◆ **GIVEN PROBLEM A**
Reproduce the stretch of the East Asia discussion text from "T.J. Pempel, a" through "of International Studies.", word for word.

◆ **TEXT BLOCK**
YouTube Link: video.eai.or.kr/140716_sqa.flv

T.J. Pempel, a professor of political science at UC Berkeley, is a world-renowned scholar specializing in comparative politics, Japanese politics, and political economy. His publications include Security Cooperation in Northeast Asia (2012), Remapping East Asia: The Construction of a Region (2005), Beyond Bilateralism: U.S.-Japan Relations in the New Asia-Pacific (2004), and Regime Shift: Comparative Dynamics of the Japanese Political Economy (1998). He is currently conducting research on regionalism and security in Asia.

Yeol Ryu, Director of the EAI Center for Japanese Studies, holds a Ph.D. in Political Science from the University of Chicago and is currently a professor at Yonsei University's Graduate School of International Studies.


Japanese Prime Minister Shinzo Abe's security policy is raising ongoing concerns for neighboring countries such as South Korea and China, as well as for the United States. While China's rise presents a significant challenge for Japan, South Korea and China are strongly reacting against Prime Minister Abe's revisionist view of history and his rightward political trajectory. The deteriorating relations between South Korea and Japan are also proving to be a burden for the United States in its efforts to strengthen its regional position and pursue its rebalancing strategy in Asia. Against this backdrop of complex regional dynamics, Professor T.J. Pempel (UC Berkeley) and Director Yeol Ryu (EAI Center for Japanese Studies; Yonsei University) engaged in a discussion on the challenges facing East Asia and the strategic considerations for South Korea and Japan.

Abe's Revisionism and U.S. Concerns

“The U.S. will distance itself from Japan's historical revisionism, which does not contribute to building multifaceted cooperative relations with China or promoting security cooperation between South Korea and Japan.”

Yeol Ryu (hereafter Ryu) The U.S. appears to be pursuing a strategy that seeks to build cooperative relations with China while also containing its rise. Given that trilateral security cooperation among South Korea, the U.S., and Japan is crucial for containing China, how do you assess this cooperative relationship?

T.J. Pempel (hereafter Pempel) There are two important trilateral cooperative relationships in East Asia. One is the trilateral security cooperation among South Korea, the U.S., and Japan, which can be seen as a security framework to contain China or North Korea. The other is the trilateral cooperation among South Korea, China, and Japan, which, unlike the former, pursues cooperation and engagement. Unfortunately, the trilateral cooperation among South Korea, China, and Japan faces difficulties in drawing cooperation from South Korea and China due to Prime Minister Abe's historical revisionism.

◆ **GIVEN PROBLEM B**
Transcribe the entries below verbatim, covering only the stretch from the line that contains "sky you can see." through the line that contains "xmin=956 ymin=445 xmax=1028 ymax=473", with both of those lines included.

◆ **Stored records**

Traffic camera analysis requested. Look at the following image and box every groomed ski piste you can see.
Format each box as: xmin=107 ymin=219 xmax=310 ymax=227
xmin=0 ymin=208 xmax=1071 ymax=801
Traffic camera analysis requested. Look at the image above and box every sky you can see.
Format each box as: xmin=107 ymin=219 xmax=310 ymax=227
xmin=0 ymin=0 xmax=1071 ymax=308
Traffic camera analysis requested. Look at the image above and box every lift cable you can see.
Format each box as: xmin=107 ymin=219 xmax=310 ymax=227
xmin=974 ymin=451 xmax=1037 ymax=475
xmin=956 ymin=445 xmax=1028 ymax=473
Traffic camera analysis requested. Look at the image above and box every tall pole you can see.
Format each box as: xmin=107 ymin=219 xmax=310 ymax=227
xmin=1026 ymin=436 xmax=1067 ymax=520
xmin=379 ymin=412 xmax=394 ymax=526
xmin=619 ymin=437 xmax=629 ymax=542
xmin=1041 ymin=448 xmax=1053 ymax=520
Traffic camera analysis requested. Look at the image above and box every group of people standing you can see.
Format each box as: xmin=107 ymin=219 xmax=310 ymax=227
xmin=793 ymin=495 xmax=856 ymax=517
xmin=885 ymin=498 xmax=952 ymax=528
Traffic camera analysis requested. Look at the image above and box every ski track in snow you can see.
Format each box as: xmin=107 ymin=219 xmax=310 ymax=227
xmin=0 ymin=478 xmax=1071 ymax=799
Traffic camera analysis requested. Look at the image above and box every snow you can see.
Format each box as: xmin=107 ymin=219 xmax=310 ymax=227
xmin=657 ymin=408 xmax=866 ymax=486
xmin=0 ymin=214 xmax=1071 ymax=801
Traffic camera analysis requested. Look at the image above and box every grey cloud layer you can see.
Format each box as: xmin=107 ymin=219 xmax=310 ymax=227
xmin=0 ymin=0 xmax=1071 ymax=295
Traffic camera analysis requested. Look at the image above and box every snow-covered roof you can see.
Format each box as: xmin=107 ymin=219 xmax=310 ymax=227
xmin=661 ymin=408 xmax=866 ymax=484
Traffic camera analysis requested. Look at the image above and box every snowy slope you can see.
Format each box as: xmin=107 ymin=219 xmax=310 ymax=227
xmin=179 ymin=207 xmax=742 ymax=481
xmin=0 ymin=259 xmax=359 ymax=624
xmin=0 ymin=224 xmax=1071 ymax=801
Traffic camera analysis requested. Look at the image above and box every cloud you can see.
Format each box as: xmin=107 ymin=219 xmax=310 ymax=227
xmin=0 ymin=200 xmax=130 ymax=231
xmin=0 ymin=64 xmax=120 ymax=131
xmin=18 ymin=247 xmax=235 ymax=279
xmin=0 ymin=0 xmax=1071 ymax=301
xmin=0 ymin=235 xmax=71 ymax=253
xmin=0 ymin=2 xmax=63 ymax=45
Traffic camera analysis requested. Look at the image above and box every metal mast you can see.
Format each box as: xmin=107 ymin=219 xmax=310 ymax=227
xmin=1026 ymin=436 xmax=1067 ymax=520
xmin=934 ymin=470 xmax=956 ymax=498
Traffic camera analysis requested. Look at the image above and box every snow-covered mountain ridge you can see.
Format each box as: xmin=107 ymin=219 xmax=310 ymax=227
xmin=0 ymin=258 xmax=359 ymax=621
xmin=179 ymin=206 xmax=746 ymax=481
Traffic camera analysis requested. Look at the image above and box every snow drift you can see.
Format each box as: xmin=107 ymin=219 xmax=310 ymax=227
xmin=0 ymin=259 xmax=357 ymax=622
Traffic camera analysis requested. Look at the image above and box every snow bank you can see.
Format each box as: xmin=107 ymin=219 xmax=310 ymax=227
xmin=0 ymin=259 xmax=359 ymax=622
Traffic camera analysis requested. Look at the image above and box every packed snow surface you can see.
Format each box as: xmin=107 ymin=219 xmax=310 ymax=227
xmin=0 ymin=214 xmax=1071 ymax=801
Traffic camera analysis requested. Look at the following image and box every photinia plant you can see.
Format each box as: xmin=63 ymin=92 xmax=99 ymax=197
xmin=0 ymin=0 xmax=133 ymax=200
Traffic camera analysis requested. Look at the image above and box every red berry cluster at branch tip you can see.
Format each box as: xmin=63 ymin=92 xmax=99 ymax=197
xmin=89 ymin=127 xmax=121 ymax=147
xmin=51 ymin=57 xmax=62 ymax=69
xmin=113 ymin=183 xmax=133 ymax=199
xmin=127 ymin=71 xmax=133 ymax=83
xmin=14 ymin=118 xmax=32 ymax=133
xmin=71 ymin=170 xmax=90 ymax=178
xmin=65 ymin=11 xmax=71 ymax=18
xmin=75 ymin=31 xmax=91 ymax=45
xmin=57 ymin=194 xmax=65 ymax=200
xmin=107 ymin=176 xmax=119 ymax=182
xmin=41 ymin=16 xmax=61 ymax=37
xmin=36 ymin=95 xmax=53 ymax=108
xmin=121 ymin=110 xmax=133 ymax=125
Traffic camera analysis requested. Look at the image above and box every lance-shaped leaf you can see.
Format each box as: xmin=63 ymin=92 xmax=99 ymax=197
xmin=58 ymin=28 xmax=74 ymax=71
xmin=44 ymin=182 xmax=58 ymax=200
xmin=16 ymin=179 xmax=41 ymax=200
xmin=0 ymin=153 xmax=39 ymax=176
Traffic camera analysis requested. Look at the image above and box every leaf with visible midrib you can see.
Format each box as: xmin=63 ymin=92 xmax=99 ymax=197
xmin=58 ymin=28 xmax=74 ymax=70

◆ **FINAL RESULT A**
T.J. Pempel, a professor of political science at UC Berkeley, is a world-renowned scholar specializing in comparative politics, Japanese politics, and political economy. His publications include Security Cooperation in Northeast Asia (2012), Remapping East Asia: The Construction of a Region (2005), Beyond Bilateralism: U.S.-Japan Relations in the New Asia-Pacific (2004), and Regime Shift: Comparative Dynamics of the Japanese Political Economy (1998). He is currently conducting research on regionalism and security in Asia.

Yeol Ryu, Director of the EAI Center for Japanese Studies, holds a Ph.D. in Political Science from the University of Chicago and is currently a professor at Yonsei University's Graduate School of International Studies.

◆ **FINAL RESULT B**
Traffic camera analysis requested. Look at the image above and box every sky you can see.
Format each box as: xmin=107 ymin=219 xmax=310 ymax=227
xmin=0 ymin=0 xmax=1071 ymax=308
Traffic camera analysis requested. Look at the image above and box every lift cable you can see.
Format each box as: xmin=107 ymin=219 xmax=310 ymax=227
xmin=974 ymin=451 xmax=1037 ymax=475
xmin=956 ymin=445 xmax=1028 ymax=473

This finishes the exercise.